**Text section**

Back-transplantation of Mccp genomes and mutant characterization
The next step in the in-yeast engineering process is the transplantation of the edited genome into a suitable recipient bacterium to generate cognate mutants (Fig. 1). For this purpose, intact Sc-Mccp-ycp-ΔpeptS41 and Sc-Mccp-ycp-ΔpeptS41-lox genomes, each isolated from two different yeast clones, were back-transplanted into recipient cells of Mcap∆RE, a M. capricolum subsp. capricolum mutant free of restriction enzyme-coding genes [27].
Initial attempts to transplant Mccp genomes into Mcap∆RE failed. The genome transplantation protocol was thus modified to best fit Mccp needs: the SP5 medium used for fusion buffer dilution, cell regeneration, and transplant selection was replaced with m-Hayflick medium and the gentamicin concentration used for transplant selection in m-Hayflick plates was reassessed to 300 µg µl^−1^.
Thus revised, the protocol allowed us to rescue colonies on the transplantation assay plates, while there was no colony on either the no-recipient-cell control or the mock-transplanted control plates. Fifteen to 36 putative transplants per yeast clone appeared on selective plates containing gentamicin. Twenty-four colonies total were picked (six per yeast clone) and analysed both by simplex PCR (Figs 2d and S5d) and multiplex PCR (Figs 2e and S5e). All were identified as Mccp lacking the target gene peptS41. These clones were named Mccp-ycp-ΔpeptS41 (and Mccp-ycp-ΔpeptS41-lox when including the loxP sites).

**Study material**

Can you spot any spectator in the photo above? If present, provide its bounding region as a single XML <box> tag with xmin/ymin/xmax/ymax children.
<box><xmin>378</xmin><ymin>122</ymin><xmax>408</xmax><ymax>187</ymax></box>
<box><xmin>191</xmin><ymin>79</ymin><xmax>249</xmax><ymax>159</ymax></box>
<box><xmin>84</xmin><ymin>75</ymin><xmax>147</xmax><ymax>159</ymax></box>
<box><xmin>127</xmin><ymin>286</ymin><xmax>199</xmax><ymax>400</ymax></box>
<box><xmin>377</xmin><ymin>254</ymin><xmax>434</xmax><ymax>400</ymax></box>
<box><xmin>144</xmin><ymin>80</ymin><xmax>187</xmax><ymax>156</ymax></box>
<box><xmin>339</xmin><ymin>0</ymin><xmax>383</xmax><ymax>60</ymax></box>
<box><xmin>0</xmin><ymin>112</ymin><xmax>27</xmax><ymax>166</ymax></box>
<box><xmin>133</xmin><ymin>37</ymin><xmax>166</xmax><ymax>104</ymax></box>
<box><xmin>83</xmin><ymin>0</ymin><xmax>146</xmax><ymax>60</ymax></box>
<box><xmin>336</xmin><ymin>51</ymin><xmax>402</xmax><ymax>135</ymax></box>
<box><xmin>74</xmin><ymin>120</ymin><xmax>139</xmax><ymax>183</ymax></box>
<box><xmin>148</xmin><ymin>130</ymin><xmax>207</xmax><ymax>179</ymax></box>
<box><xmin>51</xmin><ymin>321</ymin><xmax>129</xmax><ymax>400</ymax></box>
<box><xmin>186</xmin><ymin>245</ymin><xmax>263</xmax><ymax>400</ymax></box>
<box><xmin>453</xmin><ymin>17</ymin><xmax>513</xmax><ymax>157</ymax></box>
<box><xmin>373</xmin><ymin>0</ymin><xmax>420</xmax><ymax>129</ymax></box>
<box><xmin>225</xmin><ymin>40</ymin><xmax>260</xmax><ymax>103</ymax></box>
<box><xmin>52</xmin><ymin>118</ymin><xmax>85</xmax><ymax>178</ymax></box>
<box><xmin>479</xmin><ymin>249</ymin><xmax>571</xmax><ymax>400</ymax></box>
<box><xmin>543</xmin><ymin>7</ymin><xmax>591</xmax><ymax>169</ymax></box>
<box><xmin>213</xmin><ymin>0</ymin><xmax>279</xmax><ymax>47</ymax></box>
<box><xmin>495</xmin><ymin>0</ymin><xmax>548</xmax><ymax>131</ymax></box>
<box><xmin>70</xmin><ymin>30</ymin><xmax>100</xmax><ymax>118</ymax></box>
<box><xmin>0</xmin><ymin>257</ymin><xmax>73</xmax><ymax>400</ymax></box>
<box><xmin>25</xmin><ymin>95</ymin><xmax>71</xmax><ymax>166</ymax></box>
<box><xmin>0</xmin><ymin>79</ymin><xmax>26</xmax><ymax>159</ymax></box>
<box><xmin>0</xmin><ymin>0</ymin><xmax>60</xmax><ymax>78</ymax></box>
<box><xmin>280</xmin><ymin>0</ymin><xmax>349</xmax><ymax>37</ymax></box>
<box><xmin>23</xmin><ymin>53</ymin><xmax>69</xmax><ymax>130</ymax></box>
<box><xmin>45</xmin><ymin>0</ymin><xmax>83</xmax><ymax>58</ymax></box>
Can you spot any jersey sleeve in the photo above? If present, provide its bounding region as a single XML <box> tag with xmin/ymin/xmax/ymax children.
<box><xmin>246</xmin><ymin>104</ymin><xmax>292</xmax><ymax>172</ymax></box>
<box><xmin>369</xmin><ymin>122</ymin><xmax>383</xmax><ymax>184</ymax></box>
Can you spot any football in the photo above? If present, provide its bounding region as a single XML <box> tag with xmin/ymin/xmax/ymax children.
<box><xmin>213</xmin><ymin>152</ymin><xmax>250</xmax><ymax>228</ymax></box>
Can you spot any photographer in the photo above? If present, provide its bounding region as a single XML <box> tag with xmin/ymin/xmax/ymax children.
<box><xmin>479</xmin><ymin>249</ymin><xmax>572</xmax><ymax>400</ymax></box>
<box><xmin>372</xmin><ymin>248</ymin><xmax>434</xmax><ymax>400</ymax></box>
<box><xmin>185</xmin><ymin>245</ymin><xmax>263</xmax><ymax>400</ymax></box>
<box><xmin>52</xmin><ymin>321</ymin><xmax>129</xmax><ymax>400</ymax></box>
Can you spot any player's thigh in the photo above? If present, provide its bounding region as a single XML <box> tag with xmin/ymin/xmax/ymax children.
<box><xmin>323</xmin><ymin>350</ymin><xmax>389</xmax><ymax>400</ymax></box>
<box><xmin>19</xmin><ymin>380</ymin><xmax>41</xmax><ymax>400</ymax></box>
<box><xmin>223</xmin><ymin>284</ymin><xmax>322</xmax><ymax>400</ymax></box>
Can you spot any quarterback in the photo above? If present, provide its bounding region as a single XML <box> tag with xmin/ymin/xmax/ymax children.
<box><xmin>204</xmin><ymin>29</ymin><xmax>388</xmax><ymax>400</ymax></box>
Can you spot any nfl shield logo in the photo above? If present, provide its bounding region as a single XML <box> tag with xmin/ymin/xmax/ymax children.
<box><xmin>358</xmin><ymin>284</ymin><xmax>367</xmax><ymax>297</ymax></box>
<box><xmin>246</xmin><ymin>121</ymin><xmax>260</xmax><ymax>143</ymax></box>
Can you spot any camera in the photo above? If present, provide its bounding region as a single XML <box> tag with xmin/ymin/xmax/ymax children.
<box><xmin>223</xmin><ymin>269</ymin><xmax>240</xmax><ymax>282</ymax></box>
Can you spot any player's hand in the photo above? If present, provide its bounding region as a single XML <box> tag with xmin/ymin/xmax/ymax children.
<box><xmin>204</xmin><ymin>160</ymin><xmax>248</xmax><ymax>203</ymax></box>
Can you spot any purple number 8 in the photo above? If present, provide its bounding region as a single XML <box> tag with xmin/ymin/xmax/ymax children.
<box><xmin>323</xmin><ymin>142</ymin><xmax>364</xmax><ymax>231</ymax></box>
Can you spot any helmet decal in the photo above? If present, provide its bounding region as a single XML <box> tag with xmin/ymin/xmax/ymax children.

**Task details**
Finish out the next part of the text on back-transplanting Mccp genomes, starting after its last sentence. The rows are separate material and have no connection to the text on Mccp genome back-transplantation.

**Reply to the exercise**
Among the clones with the expected profile at the genotypic level, two were randomly selected to be characterized at the phenotypic level: Mccp-ycp-ΔpeptS41 cl3.1 and Mccp-ycp-ΔpeptS41-lox cl7.1. Both clones, as well as the Mccp WT strain, were grown in modified m-Hayflick broth and further seeded on m-Hayflick agar plates supplemented with milk to assess the ability of the mycoplasma cells to digest casein. The results are shown in Fig. 3 . Mccp WT, which secretes the serine protease PeptS41, was able to digest casein, as evidenced by the presence of a translucent halo around the colonies (Fig. 3b). On the other hand, the two selected mutants, which presented unchanged growth characteristics as compared to the WT, were unable to digest casein, as indicated by the absence of translucent halo around the colonies (Fig. 3c, d). These results clearly indicate that the S41 serine protease encoded by peptS41 was fully inactivated in both mutants using the in-yeast engineering approach. To our knowledge, the Mccp peptS41 knockouts produced here constitute the first site-specific mutants reported for this species.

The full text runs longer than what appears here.